OK, maybe because I am 46 and author of several comic book stories (Super Gringa, Dr. Nutmeg’s Femmebots), I realize my list of suggestions above reads like fiction. One of the reasons I switched from journalism to fiction writing is because of fiction’s power to inspire, whereas journalism/politics perpetuates the status quo misery.

And this is where journal-writing/blog-writing gets interesting (at least for me but prolly not for you) because I am processing ideas in my mind in real time. I think Imma write a story called, “La Borinqueña Meets Super Gringa.” How will it be different from some of the stuff I’ve attempted in the past like “Hula Hoops for Puerto Rico” or “Barrio Solar Restores ‘POWER’ to Puerto Rico via Gravity Lights and Solar Panels“?

Hmm. The most important thing for me to remember is that I am now focusing on JUST the writing. The story. I’m not thinking about recording a podcast or shooting a video for YouTube, I am just thinking about the actual story, the words and the relationship between these two characters. Wow. What a relief! So nice to focus in my old age.

The other thing I just thought of is that when I moved to Baldwin Park, a development that used to be a Navy Base, located directly across the street from my old middle school, I had started writing a “young adult” novel (or YA as the publishing industry popularly refers to books for young adults) about a Puerto Rican girl from New York moving to Orlando just before middle school in the late 1980s. It is directly based on my own experience so I feel good about that, I’ve got a ton of journals with authentic material and a stepdaughter just starting middle school this year. But I had thrown in a transgender Puerto Rican kid from the island as her best friend in order to explore some of the issues I’d been thinking about, like the fact Puerto Rico has the highest murder rate of transgender people, and that Orlando is where the Pulse Shooting happened, and more personally, to explore some of my own uncomfortable/competitive GenX feminist feelings about former boys competing with girls in sports. And why does Dorian Electra annoy me? And why was my first attempt at writing a novel (SIRENS) about trans prostitutes in San Francisco’s Tenderloin neighborhood? And bro. The feedback from my Orlando Public Library writing group toward the first scene I shared with them was:

The scene I workshopped with them did not feel authentic to them because kids in the 1980s couldn’t even know they were gay or come out as gay, let alone have any vocabulary for identifying as transgender. So I asked the members of my writing group very earnestly: “Do any of you know a transgender person I can co-write this with?”

▶ _DIRECTIONS FOR THIS TASK_
According to the passage, what was Baldwin Park before it became a development?

▶ _DATA FOR REVIEW_
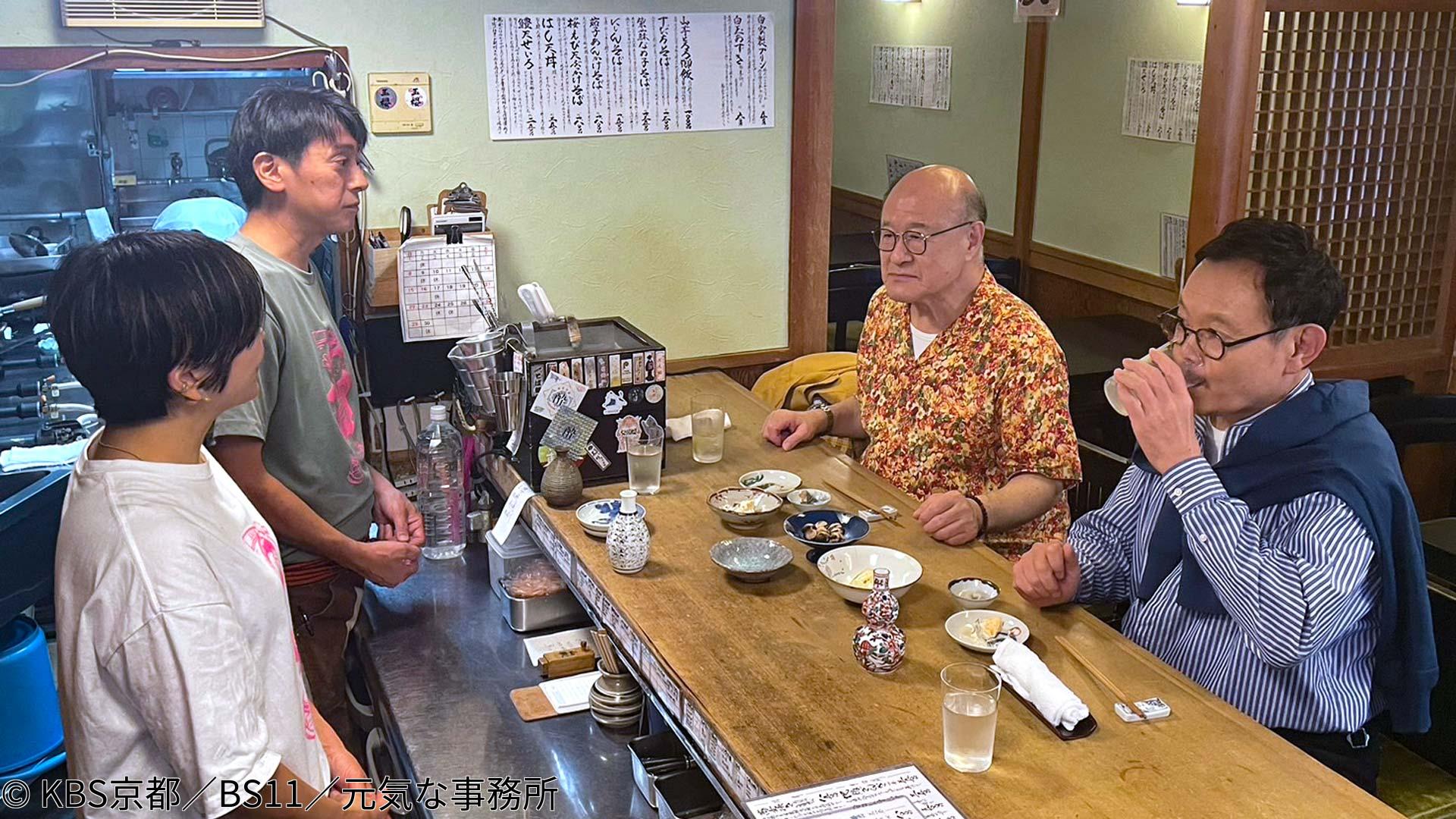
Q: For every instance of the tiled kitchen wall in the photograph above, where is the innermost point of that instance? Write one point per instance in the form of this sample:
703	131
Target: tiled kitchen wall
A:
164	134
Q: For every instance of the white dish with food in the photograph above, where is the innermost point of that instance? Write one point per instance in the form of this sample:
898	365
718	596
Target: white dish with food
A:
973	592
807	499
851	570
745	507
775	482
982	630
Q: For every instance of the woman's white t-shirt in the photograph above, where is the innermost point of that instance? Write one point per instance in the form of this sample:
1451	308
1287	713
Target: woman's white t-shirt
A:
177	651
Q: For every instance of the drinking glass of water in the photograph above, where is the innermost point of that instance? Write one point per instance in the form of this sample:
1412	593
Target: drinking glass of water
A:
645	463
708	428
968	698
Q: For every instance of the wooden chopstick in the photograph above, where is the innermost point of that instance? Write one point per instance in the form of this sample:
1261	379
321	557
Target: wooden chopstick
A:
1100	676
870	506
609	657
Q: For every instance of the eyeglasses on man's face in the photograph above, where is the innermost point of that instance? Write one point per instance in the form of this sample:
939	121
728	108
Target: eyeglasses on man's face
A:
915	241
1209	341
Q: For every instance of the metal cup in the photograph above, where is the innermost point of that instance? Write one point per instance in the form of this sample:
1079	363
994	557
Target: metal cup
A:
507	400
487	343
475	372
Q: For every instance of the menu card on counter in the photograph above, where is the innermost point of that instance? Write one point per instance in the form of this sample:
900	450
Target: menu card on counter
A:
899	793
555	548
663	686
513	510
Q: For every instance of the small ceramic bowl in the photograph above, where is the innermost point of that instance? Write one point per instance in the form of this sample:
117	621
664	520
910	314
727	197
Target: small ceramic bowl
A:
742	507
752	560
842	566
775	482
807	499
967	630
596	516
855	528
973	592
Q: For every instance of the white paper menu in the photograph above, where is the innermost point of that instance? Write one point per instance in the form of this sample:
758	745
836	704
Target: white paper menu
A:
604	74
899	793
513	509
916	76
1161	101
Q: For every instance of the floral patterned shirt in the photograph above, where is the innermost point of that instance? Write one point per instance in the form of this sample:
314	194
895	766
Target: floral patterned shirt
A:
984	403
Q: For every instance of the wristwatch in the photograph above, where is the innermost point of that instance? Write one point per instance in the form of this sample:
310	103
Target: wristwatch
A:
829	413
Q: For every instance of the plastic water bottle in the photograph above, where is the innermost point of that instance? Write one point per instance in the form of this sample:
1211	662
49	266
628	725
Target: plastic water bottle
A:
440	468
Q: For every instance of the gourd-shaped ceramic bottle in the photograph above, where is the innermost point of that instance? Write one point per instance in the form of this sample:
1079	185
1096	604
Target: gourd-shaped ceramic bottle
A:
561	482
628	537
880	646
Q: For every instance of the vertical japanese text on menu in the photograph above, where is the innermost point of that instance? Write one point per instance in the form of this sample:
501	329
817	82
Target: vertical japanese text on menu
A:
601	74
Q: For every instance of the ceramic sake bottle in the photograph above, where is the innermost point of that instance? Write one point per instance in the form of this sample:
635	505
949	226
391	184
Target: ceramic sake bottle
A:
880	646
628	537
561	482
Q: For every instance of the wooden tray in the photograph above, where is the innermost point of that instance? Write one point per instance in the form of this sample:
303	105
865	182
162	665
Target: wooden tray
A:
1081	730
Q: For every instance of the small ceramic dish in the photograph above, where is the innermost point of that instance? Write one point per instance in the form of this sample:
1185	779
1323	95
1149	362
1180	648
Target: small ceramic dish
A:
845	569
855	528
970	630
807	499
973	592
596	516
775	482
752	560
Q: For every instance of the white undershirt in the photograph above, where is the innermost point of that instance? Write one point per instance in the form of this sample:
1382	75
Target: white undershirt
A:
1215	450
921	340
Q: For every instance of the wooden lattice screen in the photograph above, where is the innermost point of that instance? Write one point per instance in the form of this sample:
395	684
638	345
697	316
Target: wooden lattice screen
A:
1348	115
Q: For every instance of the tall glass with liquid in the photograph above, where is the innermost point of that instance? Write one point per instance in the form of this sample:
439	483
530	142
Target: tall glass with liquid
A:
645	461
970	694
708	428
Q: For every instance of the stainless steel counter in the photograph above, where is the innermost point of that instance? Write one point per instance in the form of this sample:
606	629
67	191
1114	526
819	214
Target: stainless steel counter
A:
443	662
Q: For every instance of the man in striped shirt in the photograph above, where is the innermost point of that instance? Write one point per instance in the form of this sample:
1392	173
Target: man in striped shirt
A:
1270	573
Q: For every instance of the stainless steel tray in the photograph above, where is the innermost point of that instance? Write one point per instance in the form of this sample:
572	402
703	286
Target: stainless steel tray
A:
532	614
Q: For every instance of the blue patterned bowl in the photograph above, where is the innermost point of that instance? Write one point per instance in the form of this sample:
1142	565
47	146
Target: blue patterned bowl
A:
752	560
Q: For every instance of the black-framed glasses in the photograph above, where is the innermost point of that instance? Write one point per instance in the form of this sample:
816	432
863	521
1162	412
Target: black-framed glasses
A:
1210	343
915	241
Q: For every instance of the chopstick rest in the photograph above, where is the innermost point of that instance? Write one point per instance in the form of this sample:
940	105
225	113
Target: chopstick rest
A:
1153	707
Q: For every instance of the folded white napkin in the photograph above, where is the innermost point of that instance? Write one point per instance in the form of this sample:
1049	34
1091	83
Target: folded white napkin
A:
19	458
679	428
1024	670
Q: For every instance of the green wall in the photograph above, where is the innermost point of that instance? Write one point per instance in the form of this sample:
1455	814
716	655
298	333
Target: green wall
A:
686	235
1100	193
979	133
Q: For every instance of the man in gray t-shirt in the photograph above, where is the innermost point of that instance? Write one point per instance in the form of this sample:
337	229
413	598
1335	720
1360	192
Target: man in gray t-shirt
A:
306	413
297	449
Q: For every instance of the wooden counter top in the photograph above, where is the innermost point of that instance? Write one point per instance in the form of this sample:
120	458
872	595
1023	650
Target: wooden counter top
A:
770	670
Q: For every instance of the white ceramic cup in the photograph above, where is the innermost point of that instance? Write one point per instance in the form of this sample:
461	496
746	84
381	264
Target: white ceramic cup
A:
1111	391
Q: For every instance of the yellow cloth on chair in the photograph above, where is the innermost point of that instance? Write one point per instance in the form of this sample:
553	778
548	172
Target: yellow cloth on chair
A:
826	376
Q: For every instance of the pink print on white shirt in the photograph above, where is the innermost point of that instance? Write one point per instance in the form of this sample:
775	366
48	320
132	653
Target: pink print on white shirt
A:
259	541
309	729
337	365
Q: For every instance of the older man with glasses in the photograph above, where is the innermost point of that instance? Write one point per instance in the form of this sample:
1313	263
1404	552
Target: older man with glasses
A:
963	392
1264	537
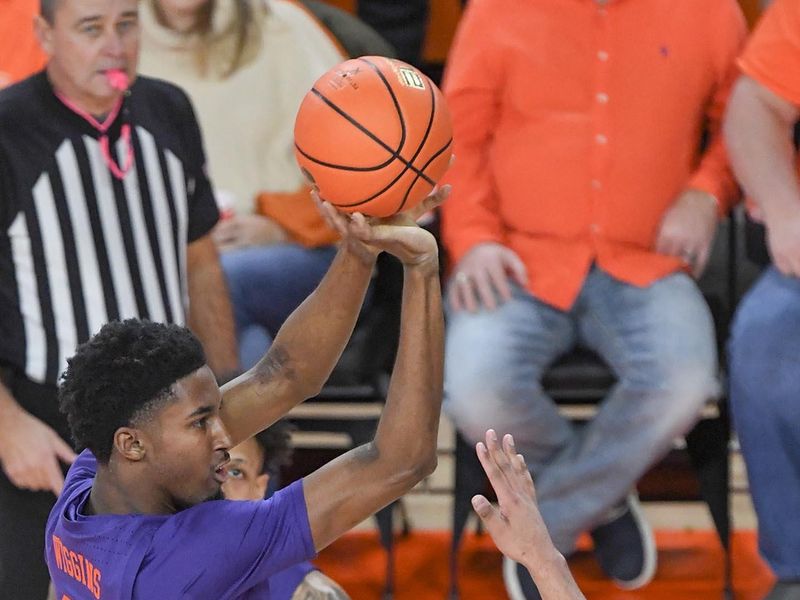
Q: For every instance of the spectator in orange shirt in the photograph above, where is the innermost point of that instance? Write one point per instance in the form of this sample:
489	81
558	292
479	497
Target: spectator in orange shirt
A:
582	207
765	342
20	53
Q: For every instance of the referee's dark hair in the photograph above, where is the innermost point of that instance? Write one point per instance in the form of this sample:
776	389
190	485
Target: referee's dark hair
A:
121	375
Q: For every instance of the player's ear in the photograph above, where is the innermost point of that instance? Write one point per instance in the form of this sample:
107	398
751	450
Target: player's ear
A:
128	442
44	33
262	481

▶ _PROBLEM SOLUTION_
A Navy base.